Supplied material:
══════════════════════════════
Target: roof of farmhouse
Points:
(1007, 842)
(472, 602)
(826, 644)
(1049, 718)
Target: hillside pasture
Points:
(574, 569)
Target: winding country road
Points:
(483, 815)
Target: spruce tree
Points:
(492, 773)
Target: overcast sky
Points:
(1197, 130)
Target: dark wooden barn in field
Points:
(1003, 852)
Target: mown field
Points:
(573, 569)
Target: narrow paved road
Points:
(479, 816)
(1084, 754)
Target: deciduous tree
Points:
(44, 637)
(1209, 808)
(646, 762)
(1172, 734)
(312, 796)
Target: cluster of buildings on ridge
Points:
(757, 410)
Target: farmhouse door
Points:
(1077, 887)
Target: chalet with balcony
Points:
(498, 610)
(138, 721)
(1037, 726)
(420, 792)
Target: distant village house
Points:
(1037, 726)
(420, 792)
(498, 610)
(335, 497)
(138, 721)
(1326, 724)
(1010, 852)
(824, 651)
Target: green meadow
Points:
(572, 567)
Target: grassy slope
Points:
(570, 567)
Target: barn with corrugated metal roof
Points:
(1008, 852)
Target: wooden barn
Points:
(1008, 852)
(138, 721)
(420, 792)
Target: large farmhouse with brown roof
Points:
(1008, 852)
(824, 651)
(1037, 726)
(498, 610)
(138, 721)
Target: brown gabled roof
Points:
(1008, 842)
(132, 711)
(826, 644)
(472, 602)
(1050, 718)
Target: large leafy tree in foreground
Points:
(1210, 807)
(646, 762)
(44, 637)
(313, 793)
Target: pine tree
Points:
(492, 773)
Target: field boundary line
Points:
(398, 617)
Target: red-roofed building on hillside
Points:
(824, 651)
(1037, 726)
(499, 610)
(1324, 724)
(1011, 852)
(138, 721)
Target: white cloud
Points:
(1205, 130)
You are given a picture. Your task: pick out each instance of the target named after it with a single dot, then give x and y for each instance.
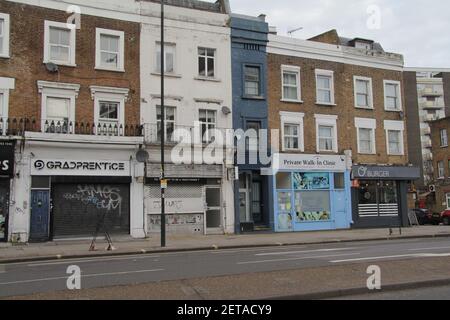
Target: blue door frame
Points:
(40, 216)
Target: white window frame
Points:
(327, 73)
(166, 45)
(399, 93)
(297, 71)
(72, 51)
(206, 62)
(121, 54)
(370, 98)
(57, 90)
(395, 126)
(109, 94)
(441, 175)
(443, 138)
(295, 118)
(6, 84)
(6, 35)
(329, 121)
(370, 124)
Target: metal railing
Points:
(18, 126)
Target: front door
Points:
(213, 212)
(40, 216)
(4, 206)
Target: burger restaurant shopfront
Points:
(7, 149)
(312, 192)
(380, 195)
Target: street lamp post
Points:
(163, 134)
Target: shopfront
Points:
(312, 192)
(7, 149)
(380, 195)
(72, 198)
(195, 198)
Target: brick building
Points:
(441, 165)
(70, 102)
(338, 101)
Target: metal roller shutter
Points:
(78, 208)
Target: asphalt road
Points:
(40, 277)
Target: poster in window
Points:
(312, 206)
(311, 181)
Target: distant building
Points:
(427, 98)
(440, 130)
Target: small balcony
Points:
(176, 134)
(18, 126)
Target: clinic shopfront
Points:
(312, 192)
(7, 148)
(380, 195)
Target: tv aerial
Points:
(290, 32)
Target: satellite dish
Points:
(51, 67)
(142, 156)
(226, 110)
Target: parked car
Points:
(445, 217)
(425, 216)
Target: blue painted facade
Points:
(253, 192)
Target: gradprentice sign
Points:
(45, 167)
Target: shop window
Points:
(311, 181)
(339, 181)
(284, 180)
(312, 206)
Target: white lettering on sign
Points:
(80, 167)
(4, 165)
(309, 162)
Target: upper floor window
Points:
(325, 87)
(4, 35)
(392, 96)
(363, 92)
(291, 83)
(169, 57)
(206, 62)
(207, 119)
(366, 135)
(169, 123)
(59, 43)
(394, 137)
(444, 138)
(109, 50)
(252, 81)
(326, 128)
(292, 131)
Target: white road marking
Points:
(418, 255)
(306, 251)
(299, 258)
(86, 260)
(434, 248)
(82, 276)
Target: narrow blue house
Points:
(253, 191)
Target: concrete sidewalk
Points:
(60, 249)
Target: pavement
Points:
(292, 272)
(65, 249)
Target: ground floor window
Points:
(378, 198)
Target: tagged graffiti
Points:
(103, 197)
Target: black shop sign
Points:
(7, 158)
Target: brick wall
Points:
(345, 105)
(27, 67)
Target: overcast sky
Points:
(418, 29)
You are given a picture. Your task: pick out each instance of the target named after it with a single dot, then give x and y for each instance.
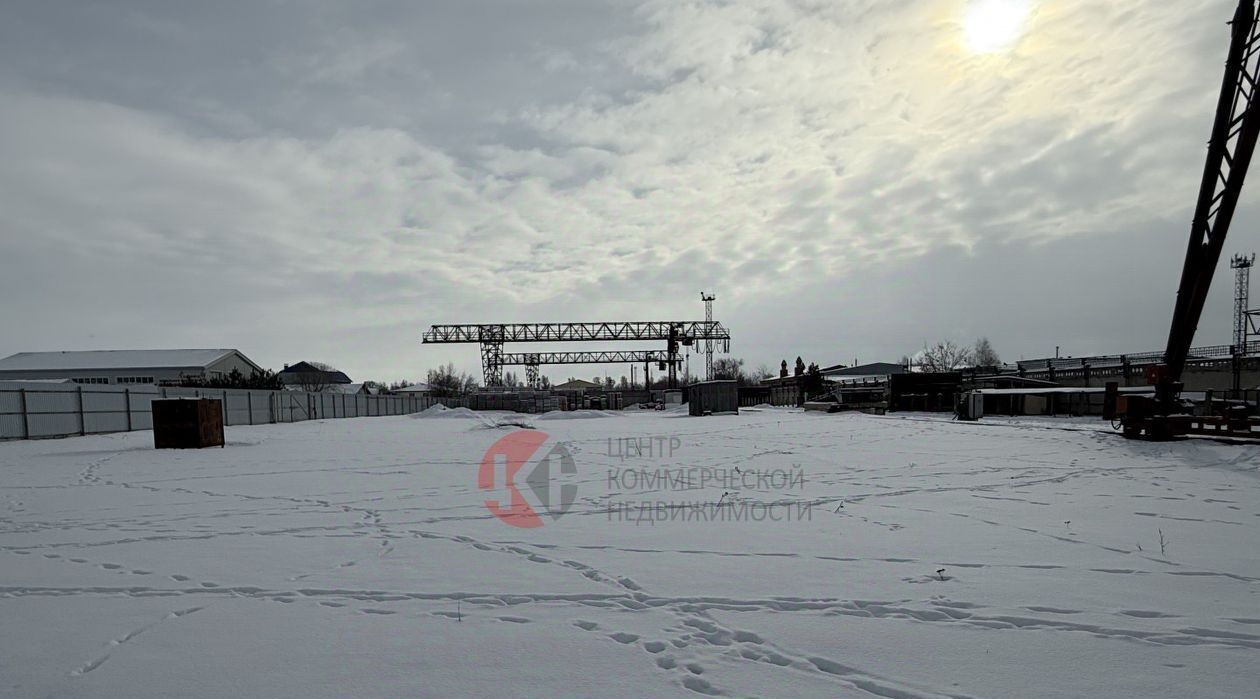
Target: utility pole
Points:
(708, 344)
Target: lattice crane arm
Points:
(1229, 156)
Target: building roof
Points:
(875, 369)
(352, 388)
(296, 370)
(115, 359)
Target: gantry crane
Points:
(1229, 155)
(492, 338)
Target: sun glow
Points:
(993, 25)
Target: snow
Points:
(441, 412)
(355, 558)
(576, 414)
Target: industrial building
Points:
(309, 377)
(126, 367)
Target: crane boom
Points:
(1229, 155)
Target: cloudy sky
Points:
(853, 178)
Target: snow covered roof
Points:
(112, 359)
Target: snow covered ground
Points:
(849, 556)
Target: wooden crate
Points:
(182, 423)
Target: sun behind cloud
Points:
(993, 25)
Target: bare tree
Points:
(944, 357)
(984, 354)
(446, 382)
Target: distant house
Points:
(126, 367)
(305, 375)
(577, 386)
(352, 388)
(875, 370)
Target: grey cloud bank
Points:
(325, 180)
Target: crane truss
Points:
(493, 336)
(1229, 155)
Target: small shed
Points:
(713, 398)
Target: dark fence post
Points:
(82, 417)
(25, 417)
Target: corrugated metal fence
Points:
(30, 409)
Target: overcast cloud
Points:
(323, 180)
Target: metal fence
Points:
(32, 411)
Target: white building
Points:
(126, 367)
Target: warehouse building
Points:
(126, 367)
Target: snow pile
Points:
(576, 414)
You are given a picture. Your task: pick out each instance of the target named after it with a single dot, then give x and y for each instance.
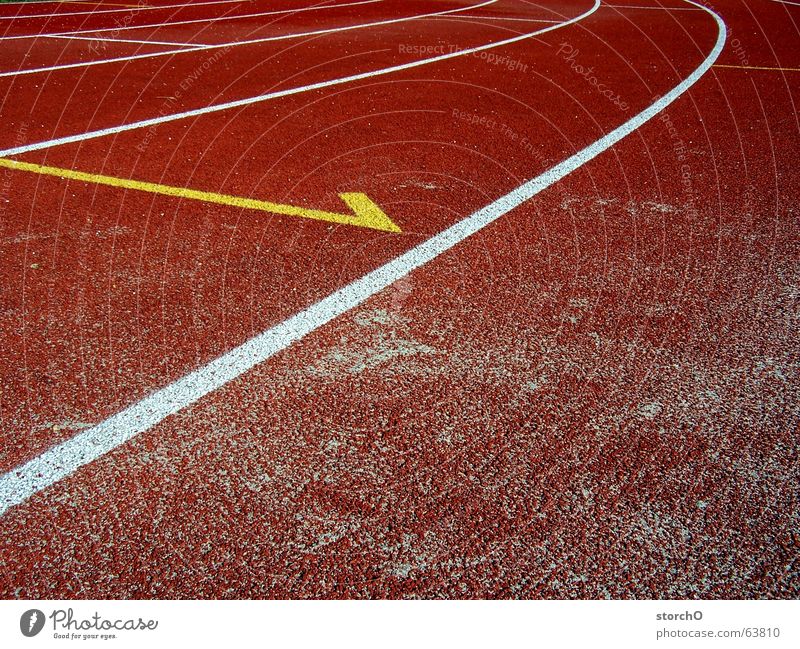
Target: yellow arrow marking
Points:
(365, 213)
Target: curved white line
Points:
(60, 461)
(200, 48)
(187, 22)
(111, 11)
(155, 121)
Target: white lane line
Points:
(142, 7)
(60, 461)
(120, 40)
(217, 46)
(217, 19)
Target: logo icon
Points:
(31, 622)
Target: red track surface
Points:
(595, 396)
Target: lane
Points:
(562, 445)
(592, 391)
(93, 23)
(182, 92)
(47, 9)
(349, 23)
(422, 226)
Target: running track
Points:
(399, 299)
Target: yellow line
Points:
(365, 213)
(752, 67)
(97, 4)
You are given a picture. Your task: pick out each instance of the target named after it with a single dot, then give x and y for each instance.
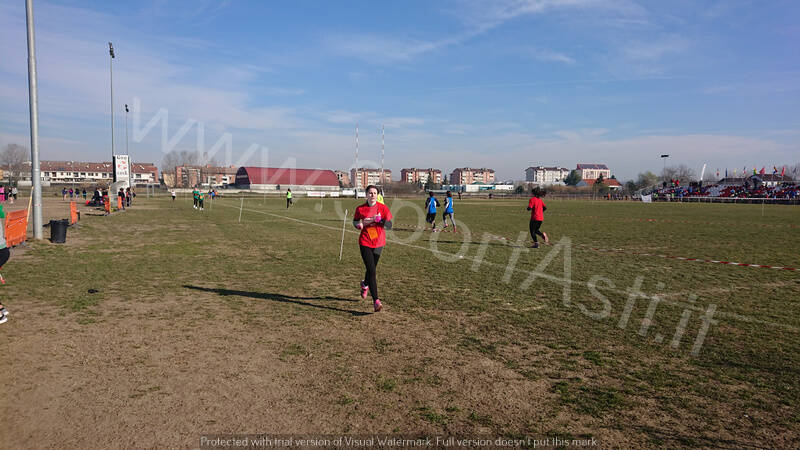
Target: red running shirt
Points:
(372, 235)
(537, 208)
══════════════════════════════
Your objective:
Please reproduce the entries above line by line, exactly, leaving out each image.

Answer section:
Target: roof of farmhouse
Points:
(1007, 842)
(472, 602)
(826, 644)
(1049, 718)
Target: hillside pasture
Points:
(574, 569)
Target: winding country road
Points:
(483, 815)
Target: spruce tree
Points:
(492, 773)
Target: overcast sky
Points:
(1197, 130)
Target: dark wooden barn in field
Points:
(1003, 852)
Target: mown field
Points:
(573, 569)
Target: narrow paved road
Points:
(479, 816)
(1084, 754)
Target: deciduous tree
Points:
(44, 637)
(1209, 808)
(646, 762)
(1172, 734)
(312, 796)
Target: cluster of buildings on ridge
Points:
(757, 410)
Target: farmhouse door
Points:
(1077, 887)
Target: chalet with balcony
Points:
(498, 610)
(138, 721)
(1037, 726)
(420, 792)
Target: distant village house
Points:
(1037, 726)
(420, 792)
(498, 610)
(335, 497)
(138, 721)
(1326, 724)
(1010, 852)
(824, 651)
Target: green meadow
Points:
(572, 567)
Target: grassy slope
Points:
(570, 567)
Target: barn with corrugated metal roof
Points:
(1008, 852)
Target: wooden barn
Points:
(1008, 852)
(138, 721)
(420, 792)
Target: large farmhouse with brown roof
Points:
(1008, 852)
(824, 651)
(1037, 726)
(498, 610)
(138, 721)
Target: brown gabled roof
Points:
(1008, 842)
(132, 711)
(826, 644)
(472, 602)
(1050, 718)
Target: large leafy tree in foreground
Points:
(1210, 807)
(646, 762)
(44, 637)
(313, 793)
Target: pine tree
Points:
(492, 773)
Target: field boundary line
Points:
(398, 617)
Target: red-roofed building on hillside
Points:
(824, 651)
(1037, 726)
(499, 610)
(1324, 724)
(1011, 852)
(138, 721)
Target: white cloud
Points:
(1205, 130)
You are given a picture. Your task: pick out each instance of the target named after it with a single dot, then give x and y for each instance.
Target: blue door frame
Points:
(40, 216)
Target: white window frame
Points:
(327, 73)
(166, 45)
(399, 93)
(297, 71)
(72, 51)
(206, 62)
(121, 54)
(370, 98)
(57, 90)
(395, 126)
(109, 94)
(441, 175)
(443, 138)
(295, 118)
(6, 84)
(6, 35)
(329, 121)
(370, 124)
Target: metal railing
Points:
(18, 126)
Target: front door
Points:
(213, 212)
(40, 216)
(4, 206)
Target: burger restaurant shopfront
Points:
(7, 149)
(312, 192)
(380, 195)
Target: street lamp post
Points:
(163, 134)
Target: shopfront
Points:
(312, 192)
(7, 149)
(380, 195)
(72, 198)
(195, 198)
Target: brick building
Points:
(441, 165)
(70, 102)
(338, 101)
Target: metal roller shutter
Points:
(78, 208)
Target: asphalt road
Points:
(40, 277)
Target: poster in window
Points:
(312, 206)
(311, 181)
Target: distant building
Points:
(427, 98)
(440, 130)
Target: small balcony
Points:
(176, 134)
(18, 126)
Target: clinic shopfront
Points:
(312, 192)
(7, 148)
(380, 195)
Target: tv aerial
Points:
(290, 32)
Target: satellite dish
Points:
(51, 67)
(142, 156)
(226, 110)
Target: parked car
Points:
(445, 217)
(425, 216)
Target: blue painted facade
Points:
(253, 192)
Target: gradprentice sign
Points:
(45, 167)
Target: shop window
Points:
(311, 181)
(339, 181)
(284, 180)
(312, 206)
Target: white lettering on sign
Points:
(80, 167)
(4, 165)
(309, 162)
Target: upper floor window
Points:
(325, 87)
(4, 35)
(392, 96)
(363, 92)
(291, 83)
(169, 57)
(206, 62)
(207, 119)
(366, 135)
(169, 123)
(59, 43)
(394, 137)
(444, 138)
(109, 50)
(252, 81)
(326, 128)
(292, 131)
Target: white road marking
Points:
(418, 255)
(306, 251)
(299, 258)
(86, 260)
(434, 248)
(82, 276)
Target: narrow blue house
Points:
(253, 191)
Target: concrete sidewalk
Points:
(60, 249)
Target: pavement
Points:
(292, 272)
(65, 249)
Target: ground floor window
Points:
(378, 198)
Target: tagged graffiti
Points:
(103, 197)
Target: black shop sign
Points:
(7, 158)
Target: brick wall
Points:
(345, 105)
(27, 67)
Target: overcast sky
Points:
(418, 29)
You are given a picture. Your task: pick out each instance of the target named after it with a single dot, then give x and y for each instance.
Target: utility pole
Points:
(708, 344)
Target: lattice crane arm
Points:
(1229, 156)
Target: building roof
Points:
(875, 369)
(352, 388)
(296, 370)
(115, 359)
Target: gantry crane
Points:
(1229, 155)
(492, 338)
Target: sun glow
Points:
(993, 25)
Target: snow
Points:
(441, 412)
(355, 558)
(576, 414)
Target: industrial building
Points:
(309, 377)
(126, 367)
Target: crane boom
Points:
(1229, 155)
Target: cloudy sky
Points:
(853, 178)
Target: snow covered roof
Points:
(112, 359)
Target: snow covered ground
Points:
(849, 556)
Target: wooden crate
Points:
(182, 423)
Target: sun behind cloud
Points:
(993, 25)
Target: bare tree
Points:
(944, 357)
(984, 354)
(446, 382)
Target: distant house
Points:
(126, 367)
(305, 375)
(577, 386)
(352, 388)
(875, 370)
Target: grey cloud bank
Points:
(325, 180)
Target: crane truss
Points:
(493, 336)
(1229, 155)
Target: small shed
Points:
(713, 398)
Target: dark fence post
Points:
(82, 417)
(25, 417)
Target: corrugated metal fence
Points:
(30, 409)
Target: overcast cloud
Points:
(323, 180)
Target: metal fence
Points:
(32, 411)
Target: white building
Points:
(126, 367)
Target: warehouse building
Points:
(126, 367)
Target: snow pile
Points:
(576, 414)
You are given a picture. Your task: pick out each instance of the target named after it with a single dot, then give x and y for each instance.
Target: yellow arrow marking
Points:
(365, 213)
Target: curved white line
Points:
(60, 461)
(200, 48)
(187, 22)
(111, 11)
(155, 121)
Target: white lane line
Points:
(142, 7)
(60, 461)
(120, 40)
(217, 46)
(217, 19)
Target: logo icon
Points:
(31, 622)
Target: red track surface
Points:
(595, 396)
Target: lane
Points:
(562, 445)
(592, 391)
(93, 23)
(182, 92)
(47, 9)
(349, 23)
(422, 226)
Target: running track
Points:
(399, 299)
Target: yellow line
Points:
(365, 213)
(752, 67)
(97, 4)
You are given a picture. Your task: pick out each instance of the target named after it with a single dot, then give x and y for each instance.
Target: red running shirt
Points:
(372, 235)
(537, 208)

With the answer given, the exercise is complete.